## Task to complete
Each line from the one holding "Query: large faceted" through the end of the records should be returned exactly, while pictures are skipped.

============

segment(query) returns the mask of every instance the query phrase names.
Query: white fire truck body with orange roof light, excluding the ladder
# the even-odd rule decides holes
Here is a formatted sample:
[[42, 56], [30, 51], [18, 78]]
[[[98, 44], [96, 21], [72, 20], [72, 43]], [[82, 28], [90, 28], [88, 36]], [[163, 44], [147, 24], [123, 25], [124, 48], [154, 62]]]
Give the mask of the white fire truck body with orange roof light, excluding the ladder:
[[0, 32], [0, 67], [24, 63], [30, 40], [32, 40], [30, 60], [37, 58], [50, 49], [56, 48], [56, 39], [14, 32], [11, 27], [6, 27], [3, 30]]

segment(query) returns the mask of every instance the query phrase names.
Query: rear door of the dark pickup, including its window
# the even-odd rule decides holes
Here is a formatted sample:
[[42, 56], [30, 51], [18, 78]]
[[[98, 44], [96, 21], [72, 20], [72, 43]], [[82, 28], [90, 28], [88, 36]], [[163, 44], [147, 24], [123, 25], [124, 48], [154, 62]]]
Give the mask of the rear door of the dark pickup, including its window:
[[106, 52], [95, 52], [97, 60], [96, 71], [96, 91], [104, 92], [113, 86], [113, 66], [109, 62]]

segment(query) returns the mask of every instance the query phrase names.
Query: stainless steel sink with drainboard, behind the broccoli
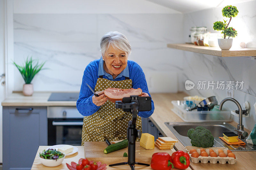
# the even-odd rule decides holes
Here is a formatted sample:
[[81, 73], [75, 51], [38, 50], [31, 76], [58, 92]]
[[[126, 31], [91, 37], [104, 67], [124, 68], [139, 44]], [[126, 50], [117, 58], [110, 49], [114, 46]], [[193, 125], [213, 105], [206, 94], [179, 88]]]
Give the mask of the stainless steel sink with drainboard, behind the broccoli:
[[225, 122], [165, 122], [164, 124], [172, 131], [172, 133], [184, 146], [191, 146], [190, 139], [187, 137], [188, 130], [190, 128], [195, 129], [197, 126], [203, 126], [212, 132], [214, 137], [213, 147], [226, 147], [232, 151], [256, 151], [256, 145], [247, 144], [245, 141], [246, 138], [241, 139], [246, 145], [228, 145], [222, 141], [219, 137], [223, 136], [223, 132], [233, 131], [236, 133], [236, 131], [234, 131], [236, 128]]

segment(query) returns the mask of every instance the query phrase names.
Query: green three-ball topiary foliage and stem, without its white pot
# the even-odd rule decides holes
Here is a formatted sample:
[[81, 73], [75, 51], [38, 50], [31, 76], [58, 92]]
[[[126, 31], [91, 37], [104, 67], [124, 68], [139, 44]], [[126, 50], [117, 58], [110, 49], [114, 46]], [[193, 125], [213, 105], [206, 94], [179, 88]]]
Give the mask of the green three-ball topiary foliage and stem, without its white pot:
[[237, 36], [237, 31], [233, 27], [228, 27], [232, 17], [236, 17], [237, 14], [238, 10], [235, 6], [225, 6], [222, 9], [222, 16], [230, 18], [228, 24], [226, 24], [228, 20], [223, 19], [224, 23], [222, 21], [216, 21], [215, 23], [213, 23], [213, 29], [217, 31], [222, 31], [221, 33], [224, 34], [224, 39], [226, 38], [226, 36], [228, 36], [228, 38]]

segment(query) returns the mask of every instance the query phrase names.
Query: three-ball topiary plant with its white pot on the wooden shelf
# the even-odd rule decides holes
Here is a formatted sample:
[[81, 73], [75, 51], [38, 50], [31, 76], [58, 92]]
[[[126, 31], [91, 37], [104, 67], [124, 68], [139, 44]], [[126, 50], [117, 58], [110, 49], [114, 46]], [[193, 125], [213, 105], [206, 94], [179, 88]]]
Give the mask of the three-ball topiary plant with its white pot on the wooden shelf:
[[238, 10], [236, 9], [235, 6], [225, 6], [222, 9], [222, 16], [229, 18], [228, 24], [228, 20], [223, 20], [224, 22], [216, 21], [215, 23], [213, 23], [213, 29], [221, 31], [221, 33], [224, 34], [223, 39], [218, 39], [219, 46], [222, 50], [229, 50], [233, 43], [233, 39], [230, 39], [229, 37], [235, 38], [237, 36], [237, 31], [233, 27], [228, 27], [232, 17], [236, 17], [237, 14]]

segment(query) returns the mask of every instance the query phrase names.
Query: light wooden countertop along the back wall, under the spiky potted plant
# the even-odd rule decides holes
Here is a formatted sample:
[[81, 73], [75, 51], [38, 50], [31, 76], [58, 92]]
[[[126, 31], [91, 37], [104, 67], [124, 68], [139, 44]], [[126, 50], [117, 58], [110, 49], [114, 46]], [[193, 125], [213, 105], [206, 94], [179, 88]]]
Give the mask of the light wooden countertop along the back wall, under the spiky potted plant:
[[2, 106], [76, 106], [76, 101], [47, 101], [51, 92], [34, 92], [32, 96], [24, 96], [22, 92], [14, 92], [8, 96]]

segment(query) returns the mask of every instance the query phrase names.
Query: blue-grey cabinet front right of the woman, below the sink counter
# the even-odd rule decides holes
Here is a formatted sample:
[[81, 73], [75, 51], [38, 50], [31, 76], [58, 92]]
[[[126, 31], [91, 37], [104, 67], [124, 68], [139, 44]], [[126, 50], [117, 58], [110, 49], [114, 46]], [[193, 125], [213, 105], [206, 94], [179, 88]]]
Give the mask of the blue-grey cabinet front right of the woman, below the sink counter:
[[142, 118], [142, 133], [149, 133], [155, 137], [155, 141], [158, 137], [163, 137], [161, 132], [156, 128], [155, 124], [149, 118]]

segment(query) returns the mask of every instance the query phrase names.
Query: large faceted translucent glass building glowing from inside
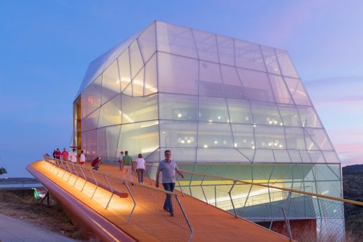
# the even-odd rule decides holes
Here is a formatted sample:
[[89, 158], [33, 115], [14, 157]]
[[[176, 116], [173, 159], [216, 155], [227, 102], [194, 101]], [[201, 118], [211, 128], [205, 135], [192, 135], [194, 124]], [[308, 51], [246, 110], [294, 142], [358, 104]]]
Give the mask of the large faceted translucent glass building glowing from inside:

============

## Written solution
Query: large faceted translucent glass building glowing from inside
# the even-odd rule decides holes
Here is a formatted sample:
[[89, 158], [33, 115], [14, 157]]
[[[176, 116], [173, 159], [216, 155], [227, 102], [194, 101]], [[201, 118], [211, 128], [205, 135], [192, 135], [194, 124]], [[308, 51], [246, 110], [294, 142], [358, 104]]]
Give the mask of the large faceted translucent glass building glowing from inside:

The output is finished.